Items listed in a dataset
= = =

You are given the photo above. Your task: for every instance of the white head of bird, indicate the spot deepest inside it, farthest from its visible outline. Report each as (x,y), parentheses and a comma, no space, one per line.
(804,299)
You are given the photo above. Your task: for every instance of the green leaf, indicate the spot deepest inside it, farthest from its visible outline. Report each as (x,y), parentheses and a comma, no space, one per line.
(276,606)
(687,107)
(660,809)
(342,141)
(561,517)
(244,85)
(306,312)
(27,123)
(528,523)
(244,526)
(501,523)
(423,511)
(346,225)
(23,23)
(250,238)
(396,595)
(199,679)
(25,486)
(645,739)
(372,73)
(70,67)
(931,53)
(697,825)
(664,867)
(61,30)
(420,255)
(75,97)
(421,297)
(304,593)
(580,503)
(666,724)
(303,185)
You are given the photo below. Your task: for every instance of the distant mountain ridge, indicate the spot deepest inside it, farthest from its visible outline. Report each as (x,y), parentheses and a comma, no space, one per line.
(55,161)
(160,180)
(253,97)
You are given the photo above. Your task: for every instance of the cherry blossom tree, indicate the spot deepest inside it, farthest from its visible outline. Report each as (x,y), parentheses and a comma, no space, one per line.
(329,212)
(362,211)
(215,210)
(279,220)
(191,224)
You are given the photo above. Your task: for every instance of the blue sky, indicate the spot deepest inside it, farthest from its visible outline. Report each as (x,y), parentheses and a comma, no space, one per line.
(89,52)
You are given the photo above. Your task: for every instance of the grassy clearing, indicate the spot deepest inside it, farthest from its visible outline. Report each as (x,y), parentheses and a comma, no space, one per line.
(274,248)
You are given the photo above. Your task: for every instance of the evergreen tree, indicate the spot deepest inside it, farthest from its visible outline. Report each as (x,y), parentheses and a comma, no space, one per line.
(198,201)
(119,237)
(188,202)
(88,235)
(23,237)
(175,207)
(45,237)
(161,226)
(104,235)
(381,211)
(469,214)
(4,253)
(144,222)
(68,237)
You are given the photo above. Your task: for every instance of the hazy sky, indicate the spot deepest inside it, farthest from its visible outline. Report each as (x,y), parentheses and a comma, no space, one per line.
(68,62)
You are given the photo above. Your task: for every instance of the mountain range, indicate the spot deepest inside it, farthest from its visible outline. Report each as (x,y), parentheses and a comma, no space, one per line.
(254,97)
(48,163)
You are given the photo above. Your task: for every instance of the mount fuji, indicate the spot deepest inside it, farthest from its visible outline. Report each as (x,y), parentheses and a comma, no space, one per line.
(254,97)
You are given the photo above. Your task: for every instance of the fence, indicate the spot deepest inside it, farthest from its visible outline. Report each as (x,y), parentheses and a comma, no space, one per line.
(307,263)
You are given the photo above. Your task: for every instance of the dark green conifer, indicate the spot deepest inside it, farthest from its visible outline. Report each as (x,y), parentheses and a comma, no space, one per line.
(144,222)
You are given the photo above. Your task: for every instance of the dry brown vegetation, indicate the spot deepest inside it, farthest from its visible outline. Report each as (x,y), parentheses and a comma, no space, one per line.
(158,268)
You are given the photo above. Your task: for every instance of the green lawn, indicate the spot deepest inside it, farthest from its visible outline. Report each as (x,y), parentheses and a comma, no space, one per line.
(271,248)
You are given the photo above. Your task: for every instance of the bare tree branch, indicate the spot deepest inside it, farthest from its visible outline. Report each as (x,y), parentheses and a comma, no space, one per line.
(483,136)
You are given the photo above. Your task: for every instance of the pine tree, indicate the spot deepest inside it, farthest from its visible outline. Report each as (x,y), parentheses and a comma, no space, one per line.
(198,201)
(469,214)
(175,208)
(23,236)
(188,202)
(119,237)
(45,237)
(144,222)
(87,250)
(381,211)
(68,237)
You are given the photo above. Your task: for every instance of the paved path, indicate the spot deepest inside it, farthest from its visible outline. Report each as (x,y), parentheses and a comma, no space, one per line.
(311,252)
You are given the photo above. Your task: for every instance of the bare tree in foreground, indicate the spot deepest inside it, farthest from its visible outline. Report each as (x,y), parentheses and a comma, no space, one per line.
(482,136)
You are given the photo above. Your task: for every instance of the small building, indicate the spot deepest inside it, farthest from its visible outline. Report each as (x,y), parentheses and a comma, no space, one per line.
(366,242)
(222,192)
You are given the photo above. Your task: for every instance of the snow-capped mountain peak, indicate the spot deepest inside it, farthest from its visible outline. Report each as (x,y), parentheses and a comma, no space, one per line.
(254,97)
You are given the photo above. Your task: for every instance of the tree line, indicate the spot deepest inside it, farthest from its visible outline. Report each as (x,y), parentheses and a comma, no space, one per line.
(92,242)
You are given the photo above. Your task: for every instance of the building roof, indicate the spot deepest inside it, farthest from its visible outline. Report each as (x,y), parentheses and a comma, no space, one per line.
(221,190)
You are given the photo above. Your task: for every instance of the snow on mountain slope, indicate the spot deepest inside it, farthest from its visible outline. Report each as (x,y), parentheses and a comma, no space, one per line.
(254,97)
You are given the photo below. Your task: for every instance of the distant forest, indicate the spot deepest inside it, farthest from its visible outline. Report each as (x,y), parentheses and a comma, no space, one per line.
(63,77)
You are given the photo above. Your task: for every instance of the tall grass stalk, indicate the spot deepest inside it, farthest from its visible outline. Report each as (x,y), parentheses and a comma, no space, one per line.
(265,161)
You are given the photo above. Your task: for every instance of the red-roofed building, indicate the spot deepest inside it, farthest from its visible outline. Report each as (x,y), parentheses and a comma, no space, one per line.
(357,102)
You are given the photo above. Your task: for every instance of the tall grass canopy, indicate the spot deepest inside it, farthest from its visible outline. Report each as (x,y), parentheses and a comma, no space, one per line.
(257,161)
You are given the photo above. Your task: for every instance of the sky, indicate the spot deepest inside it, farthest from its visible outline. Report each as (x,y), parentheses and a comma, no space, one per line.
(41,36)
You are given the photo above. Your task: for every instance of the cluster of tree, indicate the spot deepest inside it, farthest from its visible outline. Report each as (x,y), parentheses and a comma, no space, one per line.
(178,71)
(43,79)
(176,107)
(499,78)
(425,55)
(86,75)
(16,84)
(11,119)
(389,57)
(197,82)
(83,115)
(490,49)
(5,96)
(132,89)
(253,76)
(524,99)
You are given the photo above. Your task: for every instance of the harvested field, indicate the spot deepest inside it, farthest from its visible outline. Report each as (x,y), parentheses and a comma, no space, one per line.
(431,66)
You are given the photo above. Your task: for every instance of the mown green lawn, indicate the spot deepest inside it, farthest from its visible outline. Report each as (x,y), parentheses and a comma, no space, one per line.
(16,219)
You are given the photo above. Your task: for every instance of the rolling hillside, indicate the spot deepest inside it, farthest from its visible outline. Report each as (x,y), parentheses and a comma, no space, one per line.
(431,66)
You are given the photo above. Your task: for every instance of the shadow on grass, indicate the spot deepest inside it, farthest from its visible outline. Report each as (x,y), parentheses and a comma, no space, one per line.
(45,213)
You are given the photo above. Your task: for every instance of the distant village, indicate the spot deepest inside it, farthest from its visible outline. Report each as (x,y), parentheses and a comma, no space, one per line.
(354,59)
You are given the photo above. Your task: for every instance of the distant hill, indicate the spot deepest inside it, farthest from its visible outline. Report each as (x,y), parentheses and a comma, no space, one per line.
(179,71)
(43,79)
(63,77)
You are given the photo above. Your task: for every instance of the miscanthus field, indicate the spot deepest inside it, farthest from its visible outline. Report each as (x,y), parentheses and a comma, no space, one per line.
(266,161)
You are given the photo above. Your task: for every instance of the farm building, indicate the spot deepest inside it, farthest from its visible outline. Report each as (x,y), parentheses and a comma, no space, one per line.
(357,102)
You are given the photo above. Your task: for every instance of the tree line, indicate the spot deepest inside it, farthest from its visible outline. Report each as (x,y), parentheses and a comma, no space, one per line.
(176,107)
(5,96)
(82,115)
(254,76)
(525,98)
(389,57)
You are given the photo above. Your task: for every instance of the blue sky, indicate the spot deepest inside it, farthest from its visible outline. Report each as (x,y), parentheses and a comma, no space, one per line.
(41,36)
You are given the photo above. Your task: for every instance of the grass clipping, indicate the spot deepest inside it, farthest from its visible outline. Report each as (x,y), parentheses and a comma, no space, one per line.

= = =

■ WORK INSTRUCTIONS:
Quote verbatim the line containing "distant village, indicate" and every line after it through the end of the records above.

■ RESULT OF THE EXERCISE:
You are given the photo above. Your task: for every instance of the distant village, indicate the spot deepest inside it, farthest from its visible outline. Report each as (x,y), parentheses and a comma, no space, one per line.
(354,59)
You are given the photo above. Your task: for every instance of the distant hill, indicate the spot deepest inside it, farthest from its visible outline. Report each as (x,y), parentheses and a comma, no space, one per line.
(179,71)
(43,79)
(63,77)
You are given the photo above. Your task: for every instance of the miscanthus field, indicate the spot deepest inside it, farthest from its visible outline. Report each as (x,y), parentheses and a comma, no space, one per line.
(266,161)
You are given the photo above. Your task: for every instance of the farm building, indicate the spot deepest inside it, farthest from its visible outline. Report each as (x,y), parentheses and a comma, no space, one per line.
(357,102)
You are given the photo above. Your task: for every instance of the tree line, indicate the spot deepest inside it, farthest from its visible outline. Report each as (x,y), parentheses and a comma, no space, one per line.
(176,107)
(5,96)
(82,115)
(254,76)
(525,98)
(389,57)
You are given the photo above. Your task: for every instance of the blue sky, indicate the spot deepest inside it, farthest from its visible outline. Report each as (x,y), parentheses and a comma, no space, one per line.
(41,36)
You are given the photo above. Your task: for every instance of the grass clipping, indicate the spot deepest inside it, farthest from its visible outline. Report each as (x,y), parentheses and a comma, no space, one per line.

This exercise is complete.